Study text Block Start
# Poem Generation using GPT

In this notebook, we will generate a simple shakespearian poem using Generative Pretrained Transformers (GPT) that we implemented. This notebook will demonstrate poem generation character by character rather than the typical word by word generation. 

# Importing Libraries


In [16]:
import torch
import numpy as np

from gpt import GPT, GPTconfig
from gpt import TrainingConfig, Trainer
from gpt import sample_context
# Could have imported all of them at once. Doesn't matter :)

Setting Manual Seed to avoid varying results with every run.

In [17]:
from gpt.utils.utils import seed_all

seed_all(0)

## Poem Dataset class 

We will now use the Dataset class from `torch.utils.data` to setup our own dataset class for the dataloader. This class is responsible for loading the data from disk and generating chunks of characters. The training data will be a chunk of characters where chunk is a block_size (T). The targets for training would be the same as the training data but offset by one character. 

In [18]:
from torch.utils.data import Dataset as Dataset

class CharacterDataset(Dataset):
        def __init__(self, data, block_size):
            characters = sorted(list(set(data)))
            data_size, vocab_size = len(data), len(characters)
            
            print(f"Dataset has {data_size} characters. {vocab_size} of characters are unique.")
Study text Block End
Given data Block Start
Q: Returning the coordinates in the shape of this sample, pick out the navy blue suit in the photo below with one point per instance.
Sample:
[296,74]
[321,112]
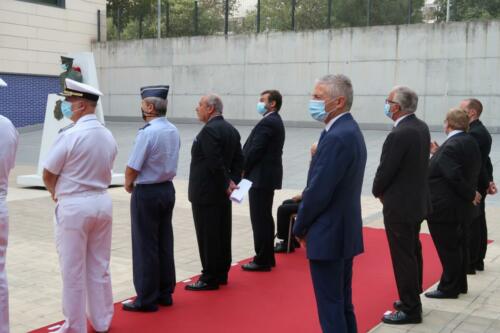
Given data Block End
• _Tasks for this exercise_
1. Decide whether each statement agrees with the poem-generation notebook, and answer yes or no for each, quoting the words of the notebook that decide it.
(a) The notebook generates poems word by word.
(b) The training targets are the training data shifted by one character.
(c) The value passed to seed_all is 0.
2. Answer these questions from the poem-generation notebook.
(a) What is the purpose of setting a manual seed?
(b) Which module is the Dataset class imported from?
(c) What is the name of the dataset class that is defined?

• _Answers in order_
1.
(a) No: "This notebook will demonstrate poem generation character by character rather than the typical word by word generation."
(b) Yes: "The targets for training would be the same as the training data but offset by one character."
(c) Yes: "seed_all(0)"

2.
(a) To avoid varying results with every run.
(b) torch.utils.data
(c) CharacterDataset